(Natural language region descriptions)
****

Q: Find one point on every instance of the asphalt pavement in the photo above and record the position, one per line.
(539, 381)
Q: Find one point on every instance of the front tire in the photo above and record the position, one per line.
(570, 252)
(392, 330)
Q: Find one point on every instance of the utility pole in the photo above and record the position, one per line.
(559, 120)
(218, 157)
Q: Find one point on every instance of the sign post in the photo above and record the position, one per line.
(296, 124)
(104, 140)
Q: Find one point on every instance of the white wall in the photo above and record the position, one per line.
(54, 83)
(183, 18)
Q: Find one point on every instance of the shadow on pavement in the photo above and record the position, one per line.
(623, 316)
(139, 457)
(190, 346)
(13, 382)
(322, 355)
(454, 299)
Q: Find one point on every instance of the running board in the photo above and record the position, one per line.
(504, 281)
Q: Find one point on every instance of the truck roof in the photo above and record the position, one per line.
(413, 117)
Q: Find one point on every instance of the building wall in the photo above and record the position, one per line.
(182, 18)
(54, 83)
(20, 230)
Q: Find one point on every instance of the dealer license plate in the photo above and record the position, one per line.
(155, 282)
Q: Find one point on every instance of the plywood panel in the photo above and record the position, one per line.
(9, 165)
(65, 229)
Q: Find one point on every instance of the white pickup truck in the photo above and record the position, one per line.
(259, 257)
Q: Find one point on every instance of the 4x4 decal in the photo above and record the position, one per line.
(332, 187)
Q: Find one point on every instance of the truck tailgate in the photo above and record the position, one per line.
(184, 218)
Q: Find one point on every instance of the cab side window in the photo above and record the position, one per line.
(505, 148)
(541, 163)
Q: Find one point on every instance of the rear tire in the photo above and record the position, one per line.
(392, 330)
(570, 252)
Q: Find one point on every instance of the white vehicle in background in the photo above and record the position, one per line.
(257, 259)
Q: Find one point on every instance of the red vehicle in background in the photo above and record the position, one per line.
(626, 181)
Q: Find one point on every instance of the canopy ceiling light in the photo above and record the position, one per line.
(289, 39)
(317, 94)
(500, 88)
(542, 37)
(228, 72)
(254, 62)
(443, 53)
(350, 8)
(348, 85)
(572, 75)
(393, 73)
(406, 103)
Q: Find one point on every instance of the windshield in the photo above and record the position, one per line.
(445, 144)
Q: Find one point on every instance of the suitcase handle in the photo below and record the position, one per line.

****

**PROMPT:** Write the records out again. Each one must match exactly.

**RESULT FOR THIS EXERCISE:**
Q: Find one point on every instance of the asphalt pavement in the photo above and record the position, one per line.
(539, 381)
Q: Find one point on every instance of the front tire in the photo above and record the position, one per line.
(570, 252)
(392, 330)
Q: Find one point on every instance of the utility pole in the photo above and record the position, one per line.
(559, 120)
(218, 157)
Q: Find one point on every instance of the sign post in the photo above and record the position, one per line.
(296, 124)
(104, 140)
Q: Find one point on every instance of the white wall in the photo above and record the position, one per line.
(54, 83)
(183, 18)
Q: Find one point on every instance of the shadow on pavement in the photo above and record the position, one per line.
(623, 316)
(139, 457)
(190, 346)
(13, 382)
(322, 355)
(454, 299)
Q: Find one point on every instance of the running board in the photo above and record the position, one per line.
(504, 281)
Q: Find one point on every instance of the truck roof in the photo above and record the position, one per line.
(413, 117)
Q: Find one point on every instance of the building wall in the photo above and record the position, one per line.
(182, 18)
(54, 83)
(20, 230)
Q: Find one point on every instance of the dealer license plate in the photo above and record the position, one per line.
(155, 282)
Q: Find one point on every instance of the plywood panel in the photo above and record the position, one per line.
(9, 165)
(65, 229)
Q: Find one point on every instance of the white pickup truck in the photo above and record the position, one per line.
(259, 257)
Q: Find one point on every instance of the 4x4 decal in the photo above and record the position, one per line.
(332, 187)
Q: Find one point on every instance of the truck tailgate in the photo above and record the position, one per line.
(184, 218)
Q: Find one point on every instance of the cab side window in the photo above and record the position, one per line.
(505, 148)
(541, 163)
Q: Find one point on every instance of the rear tire in the photo above and record the position, one per line.
(392, 330)
(570, 252)
Q: Find one point on every instance of the white vehicle in background in the photo above and record the position, one per line.
(257, 259)
Q: Find one point on every instance of the red vehicle in background in the photo above and record the position, one per line.
(626, 181)
Q: Find one point on every instance of the canopy ceiling light in the photo above and record the position, one per line.
(289, 39)
(317, 94)
(500, 88)
(542, 37)
(228, 72)
(254, 62)
(443, 53)
(350, 8)
(348, 85)
(572, 75)
(393, 73)
(406, 103)
Q: Find one point on every instance of the windshield in the photo above and record the position, one per line.
(445, 144)
Q: Find one point on every instance of the suitcase handle in the photo below and record the position, one per line.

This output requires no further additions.